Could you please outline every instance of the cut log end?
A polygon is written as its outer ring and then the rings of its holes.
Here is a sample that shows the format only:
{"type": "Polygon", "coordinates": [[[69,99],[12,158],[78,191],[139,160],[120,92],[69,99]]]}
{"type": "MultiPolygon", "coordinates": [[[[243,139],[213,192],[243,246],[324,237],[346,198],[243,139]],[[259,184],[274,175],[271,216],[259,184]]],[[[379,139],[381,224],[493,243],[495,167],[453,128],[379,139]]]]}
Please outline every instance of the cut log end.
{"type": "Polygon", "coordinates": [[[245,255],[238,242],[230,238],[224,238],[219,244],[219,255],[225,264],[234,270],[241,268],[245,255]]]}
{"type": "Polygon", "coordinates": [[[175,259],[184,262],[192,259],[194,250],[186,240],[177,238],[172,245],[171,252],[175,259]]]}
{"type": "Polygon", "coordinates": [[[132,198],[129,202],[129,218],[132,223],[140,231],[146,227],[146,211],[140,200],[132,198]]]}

○ ○ ○ ○ ○

Work instructions >> Lay out the records above as a two-column CSV with the columns text and answer. Give one row per record, with the record's text and its answer each in a single quoted field and any line breaks changed to spaces.

Task answer >>
text,answer
"Could you please outline every instance of the cut log end? A polygon is written as its outer ring and then the rings of its holes. Here is a sample that shows the format only: {""type"": ""Polygon"", ""coordinates"": [[[69,99],[12,158],[78,191],[139,160],[120,92],[69,99]]]} {""type"": ""MultiPolygon"", ""coordinates"": [[[[243,139],[213,192],[243,246],[324,237],[346,198],[243,139]],[[259,184],[274,175],[271,216],[259,184]]],[[[379,139],[381,224],[493,243],[495,167],[453,128],[379,139]]]]} Please outline every instance of the cut log end.","{""type"": ""Polygon"", ""coordinates"": [[[245,255],[238,242],[230,238],[224,238],[219,244],[219,255],[225,264],[234,270],[241,268],[245,255]]]} {""type"": ""Polygon"", ""coordinates"": [[[175,259],[184,262],[192,259],[194,250],[186,240],[177,238],[172,245],[171,252],[175,259]]]} {""type"": ""Polygon"", ""coordinates"": [[[132,198],[129,202],[129,218],[132,223],[140,231],[146,227],[146,211],[140,200],[132,198]]]}"